Article -
╔══

Certaines écoles de pensée et courants de l’islam sunnite, comme le courant salafiste2 par exemple, proposent une vision néotraditionnelle de l’islam : ils considèrent la religion dans sa dimension totalisante (qui propose des solutions pour chaque facette de la vie) et insiste avant tout sur l’importance du retour à l’époque prophétique. Bien que la majeure partie de ces courants ne fasse pas l’apologie de la violence, certains d’entre eux vont sortir les sourates liées au djihad armé de leur contexte pour en proposer une signification théologique, donc intemporelle et universelle.

Tous les musulmans doivent faire le Djihad

Quand ce n’est pas le terme « d’islamiste » qui est utilisé, la qualification de « djihadiste », sans qu’aucun autre substantif ne lui soit accolé, est celle qui est la plus fréquemment utilisée pour désigner les personnes qui utilisent la technique terroriste au nom de l’islam. Cette qualification est problématique parce que le « Djihad » est avant tout un devoir religieux dans l’Islam. Le Djihad signifie en effet littéralement l’ « effort ». Il désigne une conduite spirituelle, un effort moral que doit accomplir tout musulman pour respecter les règles de sa religion.

╚══

Objectifs -
1/ D'après l'article, que signifie littéralement le mot « Djihad » ?
2/ Relevez tous les termes que l'article place entre guillemets.
3/ Rédigez la suite de l'article sur le djihad, en reprenant juste après sa dernière phrase.

Données fournies -
╔══

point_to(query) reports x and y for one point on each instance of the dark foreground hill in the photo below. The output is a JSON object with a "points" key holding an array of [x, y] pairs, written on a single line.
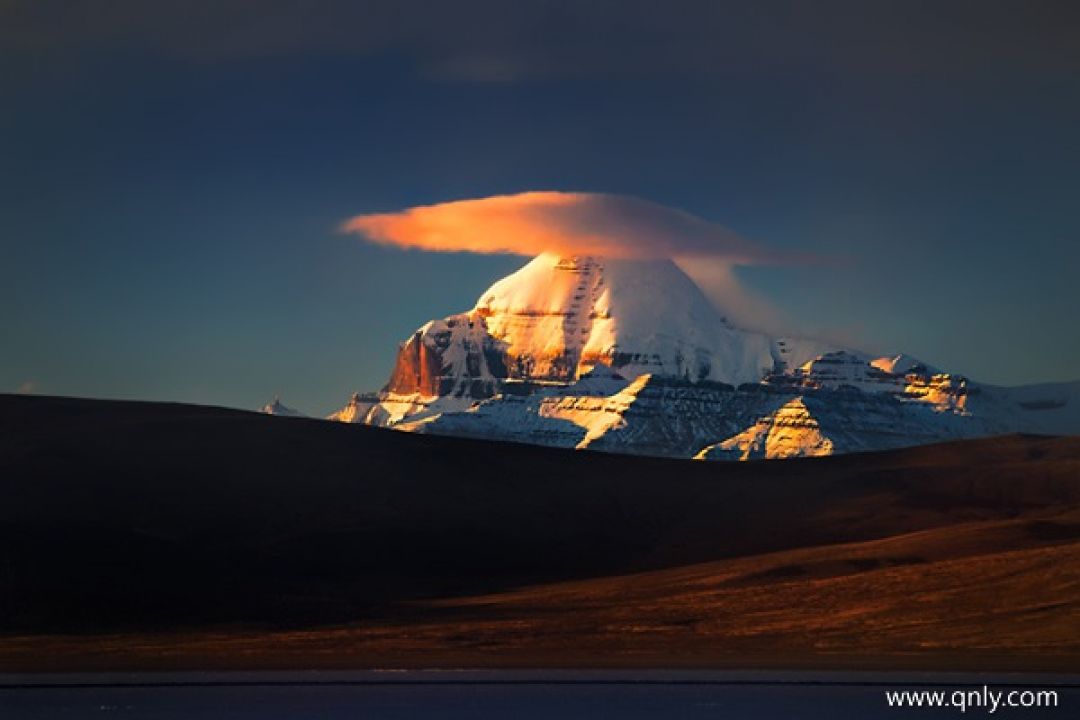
{"points": [[197, 537]]}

╚══

Réponses finales -
1/ Il signifie littéralement l'« effort ».

2/ « d’islamiste », « djihadiste », « Djihad », « effort »

3/
Le djihad a pu prendre des accents violents dans le contexte guerrier qu’a connu le Prophète. Cette notion religieuse a alors été instrumentalisée par des groupes extrémistes islamistes pour justifier leur violence politique et le terrorisme. Elle a été reprise sans travail critique par les médias, pour petit à petit réduire le Djihad à cette seule dimension. La qualification de « djihadiste » n’est pas correcte et a pour conséquence de mélanger ce qui est de l’ordre de la foi et de l’effort personnel avec un ensemble d’actions politiques et criminelles.

Est-ce à dire que l’existence de ces courants permet de soutenir que les terroristes djihadistes poursuivent des motivations purement religieuses ?

En ce qui concerne les personnes qui ont commis des attentats à caractère djihadiste en Europe, toutes les enquêtes soulignent leur passé délinquant. Leur subjectivité est marquée par un trait fondamental : la haine de la société. Bien qu’originaires de familles de tradition musulmane, tous étaient « désislamisés ».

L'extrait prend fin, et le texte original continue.